Put every line of the material below into a Markdown table with the columns Row and Content, numbering the rows in order. Skip blank lines and leave out the pictures.
***
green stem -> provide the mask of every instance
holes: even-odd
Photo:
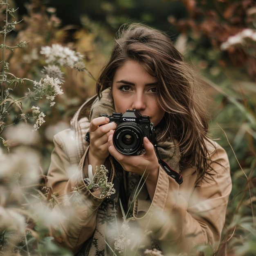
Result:
[[[3,47],[2,47],[2,84],[1,85],[1,101],[2,101],[4,99],[4,81],[5,81],[5,78],[4,78],[4,66],[5,62],[4,61],[4,53],[5,53],[5,43],[6,42],[6,34],[7,34],[7,27],[8,26],[8,0],[6,0],[5,4],[6,8],[5,8],[5,13],[6,15],[6,17],[5,18],[5,25],[4,25],[4,31],[3,33],[4,34],[4,39],[3,39]],[[2,114],[3,110],[4,108],[4,106],[3,105],[2,105],[0,106],[0,115],[1,115],[0,116],[1,116]]]

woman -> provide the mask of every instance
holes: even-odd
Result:
[[[229,167],[225,150],[207,135],[193,85],[167,36],[139,24],[120,28],[97,95],[81,107],[72,129],[54,137],[49,184],[58,195],[54,211],[69,209],[52,227],[56,243],[79,255],[121,253],[128,245],[118,221],[124,212],[125,224],[130,217],[129,224],[144,238],[127,247],[134,251],[137,245],[141,253],[155,248],[164,255],[192,253],[204,244],[217,248],[231,190]],[[114,144],[118,122],[109,116],[127,110],[153,123],[157,145],[144,137],[139,155]],[[109,171],[112,195],[92,186],[101,165]]]

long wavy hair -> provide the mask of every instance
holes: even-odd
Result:
[[[181,166],[195,166],[199,177],[211,168],[206,145],[209,140],[205,108],[195,92],[191,67],[166,34],[141,24],[125,24],[117,33],[115,44],[97,84],[98,96],[111,87],[117,70],[128,60],[137,61],[158,79],[156,100],[165,111],[160,139],[176,141]]]

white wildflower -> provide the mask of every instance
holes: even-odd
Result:
[[[45,75],[45,77],[48,75],[50,77],[58,79],[62,83],[64,82],[63,79],[64,73],[61,71],[59,67],[56,65],[49,65],[44,67],[44,70],[42,72]]]
[[[245,46],[248,39],[256,41],[256,31],[255,30],[245,29],[234,36],[230,36],[226,42],[221,44],[220,49],[225,51],[234,45]]]
[[[58,95],[63,94],[63,90],[60,85],[62,83],[58,78],[50,77],[46,75],[45,77],[42,79],[39,83],[35,83],[44,92],[46,99],[52,101],[51,106],[55,104],[54,102],[55,97]]]
[[[74,67],[81,56],[68,47],[55,44],[50,46],[43,46],[40,53],[45,56],[47,63],[58,63],[61,66]]]
[[[24,234],[27,224],[25,218],[12,209],[5,209],[0,206],[0,229],[16,231]]]
[[[121,227],[120,234],[114,243],[115,249],[119,253],[124,251],[126,246],[130,244],[130,240],[128,239],[128,233],[130,227],[128,225],[124,223]]]
[[[95,178],[98,179],[97,185],[101,189],[100,197],[106,196],[107,198],[109,198],[116,192],[115,189],[114,188],[114,184],[108,182],[108,170],[104,165],[102,164],[94,175],[94,179]]]
[[[114,188],[114,184],[111,182],[108,182],[108,170],[106,166],[102,164],[99,169],[96,170],[92,180],[89,178],[85,179],[85,181],[87,183],[86,187],[88,189],[93,189],[93,190],[99,190],[100,191],[99,197],[103,198],[106,196],[109,198],[110,195],[116,193],[116,190]],[[94,181],[97,180],[97,183]]]
[[[43,112],[40,112],[39,107],[32,106],[31,109],[33,117],[36,121],[36,123],[34,124],[34,129],[36,130],[45,122],[45,120],[44,119],[45,117],[45,115]]]

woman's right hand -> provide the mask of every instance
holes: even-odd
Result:
[[[94,173],[96,166],[103,164],[109,155],[108,140],[110,131],[115,129],[117,124],[109,122],[109,119],[100,117],[92,119],[90,124],[90,146],[89,149],[88,163],[92,166]]]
***
◆ RESPONSE:
| Row | Content |
|---|---|
| 1 | green stem -> provide the mask of every instance |
| 2 | holes: even-odd |
| 3 | Photo: |
| 4 | Result: |
| 5 | [[[3,47],[2,47],[2,84],[1,85],[1,101],[2,101],[4,99],[4,81],[5,81],[5,78],[4,78],[4,66],[5,62],[4,61],[4,53],[5,53],[5,43],[6,42],[6,34],[7,34],[7,27],[8,26],[8,0],[6,0],[5,4],[6,8],[5,8],[5,13],[6,15],[6,17],[5,18],[5,25],[4,25],[4,31],[3,33],[4,34],[4,39],[3,39]],[[2,114],[3,110],[4,108],[4,106],[3,105],[2,105],[0,106],[0,115],[1,115],[0,116],[1,116]]] |
| 6 | woman -> provide the mask of every instance |
| 7 | holes: even-odd |
| 8 | Result: |
| 9 | [[[229,167],[225,150],[207,135],[193,85],[167,36],[139,24],[120,28],[97,95],[81,107],[72,129],[54,137],[49,184],[58,195],[54,211],[69,209],[52,227],[56,243],[79,255],[121,253],[128,245],[118,221],[124,212],[125,224],[130,217],[129,224],[144,238],[127,247],[134,251],[137,245],[141,253],[155,248],[164,255],[192,253],[204,244],[217,248],[231,190]],[[114,144],[118,122],[109,116],[127,110],[153,123],[157,145],[144,137],[139,155]],[[109,171],[112,195],[92,186],[101,165]]] |
| 10 | long wavy hair -> provide the mask of every instance |
| 11 | holes: even-odd |
| 12 | Result: |
| 13 | [[[181,166],[195,166],[199,177],[211,168],[206,145],[209,140],[205,108],[195,92],[191,67],[166,34],[141,24],[125,24],[117,33],[115,44],[97,84],[98,96],[111,87],[117,70],[128,60],[137,61],[158,79],[156,100],[165,111],[160,139],[176,141]]] |
| 14 | white wildflower -> provide the mask of every instance |
| 15 | holes: even-odd |
| 16 | Result: |
| 17 | [[[45,75],[45,77],[48,75],[50,77],[58,79],[62,83],[64,82],[63,79],[64,73],[61,71],[59,67],[56,65],[49,65],[44,67],[44,70],[42,72]]] |
| 18 | [[[245,46],[248,39],[256,41],[256,31],[255,30],[245,29],[234,36],[230,36],[226,42],[221,44],[220,49],[225,51],[234,45]]] |
| 19 | [[[58,95],[63,94],[63,90],[60,85],[62,83],[58,78],[50,77],[46,75],[45,77],[42,79],[39,83],[35,83],[44,92],[46,99],[52,101],[51,106],[55,104],[54,102],[55,97]]] |
| 20 | [[[74,67],[81,56],[68,47],[55,44],[50,46],[43,46],[40,53],[45,56],[47,63],[58,63],[61,66]]] |
| 21 | [[[24,234],[27,224],[25,218],[12,209],[5,209],[0,206],[0,229],[16,231]]] |
| 22 | [[[121,227],[120,234],[114,243],[115,249],[119,253],[124,251],[126,246],[130,244],[130,240],[128,239],[128,233],[130,227],[128,225],[124,223]]] |
| 23 | [[[95,178],[98,179],[97,185],[101,189],[100,197],[106,196],[107,198],[109,198],[116,192],[115,189],[114,188],[114,184],[108,182],[108,170],[104,165],[102,164],[94,175],[94,179]]] |
| 24 | [[[114,188],[114,184],[111,182],[108,182],[108,170],[106,166],[102,164],[99,169],[96,170],[92,180],[89,178],[85,179],[85,181],[87,183],[86,187],[88,189],[93,189],[93,190],[99,190],[100,191],[99,197],[103,198],[106,196],[109,198],[110,195],[116,193],[116,190]],[[94,181],[97,180],[97,183]]] |
| 25 | [[[43,112],[40,112],[39,107],[32,106],[31,109],[33,117],[36,121],[36,123],[34,124],[34,129],[36,130],[45,122],[45,120],[44,119],[45,117],[45,115]]] |
| 26 | woman's right hand -> provide the mask of every instance |
| 27 | holes: even-odd |
| 28 | Result: |
| 29 | [[[94,173],[96,166],[103,164],[109,155],[108,140],[110,131],[115,129],[117,124],[109,122],[109,119],[100,117],[92,119],[90,124],[90,146],[89,149],[88,163],[92,166]]] |